▶ **Given instruction**
Copy the rows below with "photograph" swapped for "image" wherever it occurs, changing nothing else. Omit the pictures from your copy.

▶ **Material provided**
## Begin
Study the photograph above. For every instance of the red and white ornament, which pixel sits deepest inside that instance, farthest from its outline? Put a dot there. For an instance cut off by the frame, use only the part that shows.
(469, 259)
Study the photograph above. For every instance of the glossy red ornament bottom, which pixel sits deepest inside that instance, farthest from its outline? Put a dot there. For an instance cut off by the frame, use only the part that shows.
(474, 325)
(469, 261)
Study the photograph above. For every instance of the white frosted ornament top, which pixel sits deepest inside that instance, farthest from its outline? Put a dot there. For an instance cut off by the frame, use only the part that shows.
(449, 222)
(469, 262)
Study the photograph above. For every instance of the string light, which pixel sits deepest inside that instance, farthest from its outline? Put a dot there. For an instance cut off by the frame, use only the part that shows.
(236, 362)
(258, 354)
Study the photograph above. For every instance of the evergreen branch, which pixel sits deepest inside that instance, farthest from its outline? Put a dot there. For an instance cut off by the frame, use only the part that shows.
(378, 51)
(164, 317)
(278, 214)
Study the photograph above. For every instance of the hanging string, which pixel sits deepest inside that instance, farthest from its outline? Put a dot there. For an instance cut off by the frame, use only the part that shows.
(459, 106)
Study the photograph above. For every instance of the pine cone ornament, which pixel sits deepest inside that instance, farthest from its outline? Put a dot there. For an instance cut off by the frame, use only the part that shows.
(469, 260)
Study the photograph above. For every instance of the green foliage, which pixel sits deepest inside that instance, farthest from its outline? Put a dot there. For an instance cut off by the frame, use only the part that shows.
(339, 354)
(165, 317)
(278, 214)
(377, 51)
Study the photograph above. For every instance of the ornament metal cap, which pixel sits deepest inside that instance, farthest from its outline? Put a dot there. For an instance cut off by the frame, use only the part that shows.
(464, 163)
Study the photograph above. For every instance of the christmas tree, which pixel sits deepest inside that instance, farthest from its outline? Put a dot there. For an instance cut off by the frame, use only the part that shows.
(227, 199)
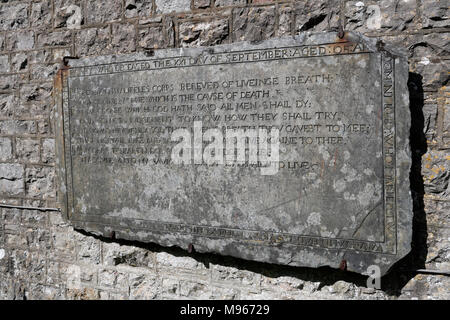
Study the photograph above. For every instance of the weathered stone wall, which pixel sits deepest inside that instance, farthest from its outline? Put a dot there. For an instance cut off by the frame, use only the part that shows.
(41, 257)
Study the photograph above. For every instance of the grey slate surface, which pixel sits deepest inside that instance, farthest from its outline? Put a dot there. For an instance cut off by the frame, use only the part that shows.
(344, 196)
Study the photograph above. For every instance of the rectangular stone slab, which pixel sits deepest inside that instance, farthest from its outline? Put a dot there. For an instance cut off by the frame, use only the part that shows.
(340, 190)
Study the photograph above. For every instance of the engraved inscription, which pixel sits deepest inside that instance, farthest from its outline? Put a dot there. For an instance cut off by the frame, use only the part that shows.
(333, 107)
## End
▶ **Complete response**
Study the image above. For every instance of the red and white ornament, which pixel sits deepest inside that instance, farthest from its outline? Put a dot there. For an instance cut off by the frame, use only the part that shows.
(469, 259)
Study the image above. For every instance of the glossy red ornament bottom, which pixel sits deepest inside that instance, farthest from its outline? Put a dot there. For an instance cut off by the frame, use only the part that shows.
(474, 325)
(469, 261)
Study the image above. For every instance of the white frosted ornament top, which pixel sits deepest inside that instance, farthest from its outline? Put a dot there. For an instance cut off by the frame, use only the part that shows.
(449, 222)
(469, 262)
Study the image above. For every instance of the string light, which pixel sits deepest inside that instance, farthest from its outline? Put a dot there. For an instance cut off by the frame, use only the part that shows.
(236, 362)
(258, 354)
Study the image above. For every instance of the evergreen branch, which pixel sits deepest inside that instance, farthest from its outline? Put a dot there. For an instance cut off by the frame, use only the part that shows.
(378, 51)
(164, 317)
(278, 214)
Study the image above. For every instance of the hanging string, which pixel sits deepest inside that instance, farthest from its outline? Put a dot there. For an instance cut off by the frame, use only the part that shows.
(459, 106)
Study the image above. For every instance of the pine cone ornament, which pixel sits deepest inside that instance, farthest from its outline? Put a dot there. For an instance cut off by the frame, use only the part that shows.
(469, 260)
Study the image above. For every instance of the green foliage, which pixel sits deepest inside that instance, farthest from its outline? Put a dot there. For an instance cut off by the frame, use only the part that shows.
(339, 354)
(165, 317)
(278, 214)
(377, 51)
Study the image above. For every instance of the ornament metal cap, which pixel sits deepest inside that instance, farthest from its outline? Put a dot there. For an instance cut off by the frame, use only the part that shows.
(464, 163)
Study the image above. For every instance of the christmas tree, which pixel sits deepest inside that instance, farthest from its outline? Put a dot there. For an instance cut off by the frame, use only the part that shows.
(227, 199)
Study the image above. For every instance of the weathered stone wall, which pixel sits deepest inside that instance, farthest from its outline? Put a dot there. For an instance cut off by the frame, use only the part that shows.
(41, 257)
Study the image above. For every instance of the grey slate surface, which pixel sits deepest inside that instance, farthest from its outline? Put a dot there. For an instance cut off by the frame, use only the part that shows.
(344, 196)
Study the image above. For every instance of the rectangular stone slab, which pixel sits deepest inside that instance, farthest from its outline? Put a dot there. For an instance cut off by the frame, use only the part that shows.
(340, 190)
Study the image above. For every instance of the engraved inscription, which pixel sits deepest inside that instance, farthest from its outline? Put a dot there. For an instance cut off by the frame, use only the part that shows.
(333, 107)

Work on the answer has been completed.